● **VORGEGEBENER TEXT**:
○ ○ ○ ○

# The Big Fish - 3x DVD'S bie PLUS



## addy123 (23. Juni 2005)

Habe mir heute die 3 DVD`s "*THE BIG FISH*" bei PLUS geholt.
Ich kann Sie Euch empfehlen.

Barramundi-Fischen
Großer Weiser Hai
Goldmakrelen
Helikopter-Snapperfischen
Forellenfischen
Riesen Travelly
Königsdorsche!

Gruß Addy


----------



## Darry (23. Juni 2005)

*AW: The Big Fish - 3x DVD'S bie PLUS*

Wie lange ist die Spielzeit der DVD's?


----------



## Sailfisch (23. Juni 2005)

*AW: The Big Fish - 3x DVD'S bie PLUS*

Die Filme sind bereits Gegenstand der Debatte im Board!Guckst Du hier!


----------



## addy123 (23. Juni 2005)

○ ○ ○ ○

● **BEREITGESTELLTES MATERIAL**:

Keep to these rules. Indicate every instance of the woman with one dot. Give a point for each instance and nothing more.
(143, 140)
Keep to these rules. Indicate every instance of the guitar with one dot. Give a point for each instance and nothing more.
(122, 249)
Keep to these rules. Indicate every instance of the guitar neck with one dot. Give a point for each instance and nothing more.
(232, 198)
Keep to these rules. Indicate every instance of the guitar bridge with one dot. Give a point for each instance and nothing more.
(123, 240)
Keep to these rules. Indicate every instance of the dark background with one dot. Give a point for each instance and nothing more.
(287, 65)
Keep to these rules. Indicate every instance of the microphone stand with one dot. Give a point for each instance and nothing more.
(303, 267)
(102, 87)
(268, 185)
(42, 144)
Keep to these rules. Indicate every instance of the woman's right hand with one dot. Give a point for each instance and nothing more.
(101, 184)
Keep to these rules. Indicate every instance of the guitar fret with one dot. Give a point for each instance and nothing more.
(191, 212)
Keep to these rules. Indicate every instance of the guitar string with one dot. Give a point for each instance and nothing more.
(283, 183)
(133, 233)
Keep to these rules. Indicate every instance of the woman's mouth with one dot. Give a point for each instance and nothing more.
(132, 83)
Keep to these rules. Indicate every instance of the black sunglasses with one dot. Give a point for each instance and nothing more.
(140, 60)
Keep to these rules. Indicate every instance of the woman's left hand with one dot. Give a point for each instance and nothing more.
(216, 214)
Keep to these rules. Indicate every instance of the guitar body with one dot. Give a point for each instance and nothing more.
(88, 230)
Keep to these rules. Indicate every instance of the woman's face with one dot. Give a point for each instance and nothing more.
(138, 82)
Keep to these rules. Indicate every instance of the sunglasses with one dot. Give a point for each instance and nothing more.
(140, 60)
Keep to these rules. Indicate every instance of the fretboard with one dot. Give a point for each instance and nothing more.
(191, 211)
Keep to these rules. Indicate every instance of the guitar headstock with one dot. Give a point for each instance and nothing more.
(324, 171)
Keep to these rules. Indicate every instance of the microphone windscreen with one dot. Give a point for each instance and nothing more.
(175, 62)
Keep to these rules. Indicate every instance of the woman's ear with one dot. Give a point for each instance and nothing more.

○ ○ ○ ○

● **ZU ERLEDIGEN**:
a) Tausche bitte im vorgegebenen Text „Spielzeit“ gegen „Laufzeit“ und gib dabei den Abschnitt von „Wie lange ist“ bis „Board!Guckst Du hier!“ wieder.
b) Wo hat addy123 laut dem vorgegebenen Text die drei DVDs gekauft?
Das Material stammt aus einer anderen Quelle als der Text.

● **ERGEBNISSE JE AUFGABE**:
a)
Wie lange ist die Laufzeit der DVD's?


----------



## Sailfisch (23. Juni 2005)

*AW: The Big Fish - 3x DVD'S bie PLUS*

Die Filme sind bereits Gegenstand der Debatte im Board!Guckst Du hier!

b) Bei PLUS.